A verbatim copy of the lines starting at the one with "Keypoint guideline: for each instance of the blonde" and ending at the last line below is required; include nothing else.
---------------
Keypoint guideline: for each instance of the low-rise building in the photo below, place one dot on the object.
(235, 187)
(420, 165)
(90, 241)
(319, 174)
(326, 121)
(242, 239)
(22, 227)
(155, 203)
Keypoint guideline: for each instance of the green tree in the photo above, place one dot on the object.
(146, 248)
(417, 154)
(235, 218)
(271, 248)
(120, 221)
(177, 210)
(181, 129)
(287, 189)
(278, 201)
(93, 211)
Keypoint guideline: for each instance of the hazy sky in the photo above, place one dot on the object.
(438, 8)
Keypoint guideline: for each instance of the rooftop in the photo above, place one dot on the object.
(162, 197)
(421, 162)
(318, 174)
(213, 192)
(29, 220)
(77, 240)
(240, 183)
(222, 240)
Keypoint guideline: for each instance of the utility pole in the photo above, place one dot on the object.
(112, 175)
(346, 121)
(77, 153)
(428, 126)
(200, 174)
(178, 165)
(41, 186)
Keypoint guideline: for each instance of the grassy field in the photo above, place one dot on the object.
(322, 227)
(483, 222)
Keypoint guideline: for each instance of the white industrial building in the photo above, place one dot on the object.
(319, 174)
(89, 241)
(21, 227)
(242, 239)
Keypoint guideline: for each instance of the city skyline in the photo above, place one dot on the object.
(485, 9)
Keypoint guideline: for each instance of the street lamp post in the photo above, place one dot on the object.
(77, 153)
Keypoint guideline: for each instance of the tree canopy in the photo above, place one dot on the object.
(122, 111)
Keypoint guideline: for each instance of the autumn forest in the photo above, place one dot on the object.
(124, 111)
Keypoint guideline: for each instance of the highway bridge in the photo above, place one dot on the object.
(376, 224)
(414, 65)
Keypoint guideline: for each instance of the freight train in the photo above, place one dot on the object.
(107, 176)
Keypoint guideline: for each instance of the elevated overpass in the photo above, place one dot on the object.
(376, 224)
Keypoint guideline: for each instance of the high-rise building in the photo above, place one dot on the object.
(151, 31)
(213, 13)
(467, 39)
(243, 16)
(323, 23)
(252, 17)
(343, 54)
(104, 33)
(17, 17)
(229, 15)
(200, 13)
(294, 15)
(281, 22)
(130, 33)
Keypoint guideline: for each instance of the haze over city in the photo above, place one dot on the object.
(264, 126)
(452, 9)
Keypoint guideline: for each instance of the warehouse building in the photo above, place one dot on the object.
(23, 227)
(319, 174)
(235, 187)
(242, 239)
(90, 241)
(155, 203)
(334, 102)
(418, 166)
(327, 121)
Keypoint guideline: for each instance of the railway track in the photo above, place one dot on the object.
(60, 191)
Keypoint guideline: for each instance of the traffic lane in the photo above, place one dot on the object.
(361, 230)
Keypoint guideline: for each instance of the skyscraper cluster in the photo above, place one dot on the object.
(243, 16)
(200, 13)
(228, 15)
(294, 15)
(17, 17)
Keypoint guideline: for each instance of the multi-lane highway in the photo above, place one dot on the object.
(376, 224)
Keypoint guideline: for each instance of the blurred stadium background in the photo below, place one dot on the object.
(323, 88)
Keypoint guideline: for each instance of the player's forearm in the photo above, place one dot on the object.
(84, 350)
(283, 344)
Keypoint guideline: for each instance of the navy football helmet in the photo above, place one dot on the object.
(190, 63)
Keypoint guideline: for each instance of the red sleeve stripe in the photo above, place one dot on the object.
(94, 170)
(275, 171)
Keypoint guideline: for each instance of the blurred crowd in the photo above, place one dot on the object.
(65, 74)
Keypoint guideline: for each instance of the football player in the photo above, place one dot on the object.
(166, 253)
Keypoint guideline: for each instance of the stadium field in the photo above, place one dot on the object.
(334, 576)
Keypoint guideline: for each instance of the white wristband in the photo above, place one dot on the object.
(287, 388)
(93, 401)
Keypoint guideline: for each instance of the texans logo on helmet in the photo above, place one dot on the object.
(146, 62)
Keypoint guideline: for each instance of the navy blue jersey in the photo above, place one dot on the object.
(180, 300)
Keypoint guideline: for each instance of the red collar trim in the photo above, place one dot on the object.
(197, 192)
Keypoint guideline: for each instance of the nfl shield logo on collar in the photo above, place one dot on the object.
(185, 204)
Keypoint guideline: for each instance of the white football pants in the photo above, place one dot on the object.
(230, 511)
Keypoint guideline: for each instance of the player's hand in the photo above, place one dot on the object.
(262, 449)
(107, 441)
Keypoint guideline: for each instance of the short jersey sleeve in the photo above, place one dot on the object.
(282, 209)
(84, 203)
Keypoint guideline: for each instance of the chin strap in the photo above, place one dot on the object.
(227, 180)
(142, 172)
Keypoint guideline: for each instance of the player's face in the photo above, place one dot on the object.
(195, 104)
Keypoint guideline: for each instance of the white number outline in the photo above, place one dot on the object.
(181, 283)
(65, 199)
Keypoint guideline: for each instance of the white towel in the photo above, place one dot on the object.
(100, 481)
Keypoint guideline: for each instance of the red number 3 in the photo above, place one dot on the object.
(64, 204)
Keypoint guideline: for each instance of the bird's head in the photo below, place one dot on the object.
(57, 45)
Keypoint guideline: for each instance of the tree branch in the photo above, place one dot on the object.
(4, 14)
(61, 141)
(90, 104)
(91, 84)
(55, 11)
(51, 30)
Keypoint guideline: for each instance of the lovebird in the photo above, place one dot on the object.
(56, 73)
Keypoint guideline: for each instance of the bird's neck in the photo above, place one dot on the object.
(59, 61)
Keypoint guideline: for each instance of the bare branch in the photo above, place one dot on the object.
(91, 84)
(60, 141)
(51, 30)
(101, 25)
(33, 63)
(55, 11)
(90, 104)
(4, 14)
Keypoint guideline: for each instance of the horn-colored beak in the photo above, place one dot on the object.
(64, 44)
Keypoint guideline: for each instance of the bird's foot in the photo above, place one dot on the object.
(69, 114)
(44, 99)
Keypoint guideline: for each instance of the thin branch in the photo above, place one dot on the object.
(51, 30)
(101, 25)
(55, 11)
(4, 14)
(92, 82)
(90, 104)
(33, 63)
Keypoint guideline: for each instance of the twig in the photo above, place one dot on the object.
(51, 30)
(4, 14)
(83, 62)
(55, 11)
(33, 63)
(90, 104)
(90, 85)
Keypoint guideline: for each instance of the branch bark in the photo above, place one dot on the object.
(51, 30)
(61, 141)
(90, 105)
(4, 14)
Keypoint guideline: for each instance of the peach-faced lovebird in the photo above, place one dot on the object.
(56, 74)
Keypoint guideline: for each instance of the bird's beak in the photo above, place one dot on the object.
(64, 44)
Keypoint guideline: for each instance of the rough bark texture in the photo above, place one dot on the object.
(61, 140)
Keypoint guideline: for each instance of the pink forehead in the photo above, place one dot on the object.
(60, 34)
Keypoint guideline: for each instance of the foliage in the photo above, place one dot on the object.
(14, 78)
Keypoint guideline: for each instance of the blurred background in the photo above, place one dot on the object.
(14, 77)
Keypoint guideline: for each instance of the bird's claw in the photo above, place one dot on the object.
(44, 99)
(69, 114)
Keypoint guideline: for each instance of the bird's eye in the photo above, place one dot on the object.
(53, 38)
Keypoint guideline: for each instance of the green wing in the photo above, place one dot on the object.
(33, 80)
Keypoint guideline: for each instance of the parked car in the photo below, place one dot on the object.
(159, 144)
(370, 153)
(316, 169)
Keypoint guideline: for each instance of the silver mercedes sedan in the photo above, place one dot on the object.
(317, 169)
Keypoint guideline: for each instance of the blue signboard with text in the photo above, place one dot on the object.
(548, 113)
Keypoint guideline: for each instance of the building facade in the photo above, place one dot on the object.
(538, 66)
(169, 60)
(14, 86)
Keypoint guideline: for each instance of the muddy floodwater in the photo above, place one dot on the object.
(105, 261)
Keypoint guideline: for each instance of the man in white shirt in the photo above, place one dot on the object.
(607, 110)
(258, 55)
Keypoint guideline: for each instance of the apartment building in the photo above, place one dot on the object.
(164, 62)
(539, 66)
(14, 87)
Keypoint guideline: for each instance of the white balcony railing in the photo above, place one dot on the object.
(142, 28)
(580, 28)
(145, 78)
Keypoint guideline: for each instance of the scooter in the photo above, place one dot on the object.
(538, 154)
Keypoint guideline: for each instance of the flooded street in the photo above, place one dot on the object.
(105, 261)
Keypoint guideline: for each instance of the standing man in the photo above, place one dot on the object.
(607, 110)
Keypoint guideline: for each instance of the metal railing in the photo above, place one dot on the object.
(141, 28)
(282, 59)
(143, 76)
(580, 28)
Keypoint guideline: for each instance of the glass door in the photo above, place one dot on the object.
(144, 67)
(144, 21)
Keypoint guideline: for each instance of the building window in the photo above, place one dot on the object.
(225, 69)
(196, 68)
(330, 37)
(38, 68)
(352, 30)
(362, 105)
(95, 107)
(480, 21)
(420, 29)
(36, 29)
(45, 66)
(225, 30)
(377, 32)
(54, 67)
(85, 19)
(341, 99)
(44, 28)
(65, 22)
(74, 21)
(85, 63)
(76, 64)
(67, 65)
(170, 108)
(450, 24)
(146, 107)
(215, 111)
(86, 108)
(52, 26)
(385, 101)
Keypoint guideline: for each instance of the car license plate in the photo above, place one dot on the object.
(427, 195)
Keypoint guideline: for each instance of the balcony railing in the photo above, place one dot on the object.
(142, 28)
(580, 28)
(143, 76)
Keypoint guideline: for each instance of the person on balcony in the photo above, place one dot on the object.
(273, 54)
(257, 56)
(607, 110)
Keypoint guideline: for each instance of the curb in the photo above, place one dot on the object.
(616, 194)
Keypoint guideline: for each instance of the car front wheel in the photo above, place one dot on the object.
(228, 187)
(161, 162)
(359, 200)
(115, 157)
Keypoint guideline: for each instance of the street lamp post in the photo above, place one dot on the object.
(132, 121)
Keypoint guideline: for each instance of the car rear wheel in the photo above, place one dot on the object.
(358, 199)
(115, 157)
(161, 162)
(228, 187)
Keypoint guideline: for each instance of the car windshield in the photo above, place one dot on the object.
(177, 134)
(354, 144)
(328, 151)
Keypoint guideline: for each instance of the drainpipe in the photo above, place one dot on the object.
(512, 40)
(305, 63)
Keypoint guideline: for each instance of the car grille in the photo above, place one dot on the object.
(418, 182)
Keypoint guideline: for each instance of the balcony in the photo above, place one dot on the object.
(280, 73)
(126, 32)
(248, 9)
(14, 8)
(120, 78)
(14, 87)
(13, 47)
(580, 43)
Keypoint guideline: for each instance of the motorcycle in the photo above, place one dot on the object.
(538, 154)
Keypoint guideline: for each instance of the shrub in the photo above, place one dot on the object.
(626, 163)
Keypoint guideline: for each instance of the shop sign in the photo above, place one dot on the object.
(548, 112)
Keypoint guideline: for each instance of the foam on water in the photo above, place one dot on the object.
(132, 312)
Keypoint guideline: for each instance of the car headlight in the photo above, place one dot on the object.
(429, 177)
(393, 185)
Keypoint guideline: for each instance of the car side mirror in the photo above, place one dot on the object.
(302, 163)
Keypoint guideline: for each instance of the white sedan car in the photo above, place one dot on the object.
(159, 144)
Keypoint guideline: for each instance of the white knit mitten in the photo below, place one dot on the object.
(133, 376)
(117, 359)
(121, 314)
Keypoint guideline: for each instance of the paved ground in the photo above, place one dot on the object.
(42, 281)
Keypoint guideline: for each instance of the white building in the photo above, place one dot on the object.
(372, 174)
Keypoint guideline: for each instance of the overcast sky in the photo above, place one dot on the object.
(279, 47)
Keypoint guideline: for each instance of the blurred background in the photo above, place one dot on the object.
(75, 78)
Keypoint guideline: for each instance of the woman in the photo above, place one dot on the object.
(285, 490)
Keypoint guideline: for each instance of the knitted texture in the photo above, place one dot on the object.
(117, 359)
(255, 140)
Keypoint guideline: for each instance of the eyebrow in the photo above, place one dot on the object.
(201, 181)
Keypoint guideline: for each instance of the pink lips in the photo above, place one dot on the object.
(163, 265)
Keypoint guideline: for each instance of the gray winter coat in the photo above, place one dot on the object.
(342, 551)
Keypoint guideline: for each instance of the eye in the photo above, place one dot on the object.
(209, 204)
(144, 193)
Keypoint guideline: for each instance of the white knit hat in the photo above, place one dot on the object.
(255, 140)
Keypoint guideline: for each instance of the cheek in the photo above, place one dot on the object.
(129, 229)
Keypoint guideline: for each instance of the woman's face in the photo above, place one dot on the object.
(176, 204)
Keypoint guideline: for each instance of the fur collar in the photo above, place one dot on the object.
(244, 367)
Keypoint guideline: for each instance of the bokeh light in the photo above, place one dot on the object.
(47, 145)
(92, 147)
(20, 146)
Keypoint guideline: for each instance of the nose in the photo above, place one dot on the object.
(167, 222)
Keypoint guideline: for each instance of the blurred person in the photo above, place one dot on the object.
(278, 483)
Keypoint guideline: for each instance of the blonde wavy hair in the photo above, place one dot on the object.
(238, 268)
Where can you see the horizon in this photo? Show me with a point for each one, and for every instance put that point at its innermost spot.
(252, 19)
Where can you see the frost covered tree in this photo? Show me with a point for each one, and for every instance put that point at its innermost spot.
---------------
**SOLUTION**
Keypoint guideline: for each instance of the blonde wavy hair in the photo above, place one dot on the object.
(238, 268)
Where can you see the horizon in this photo? Show me with a point for each one, and for every instance put that point at its innermost spot.
(252, 19)
Where can you see the frost covered tree in this photo? Show me with a point for each one, and for every instance put that point at its innermost spot.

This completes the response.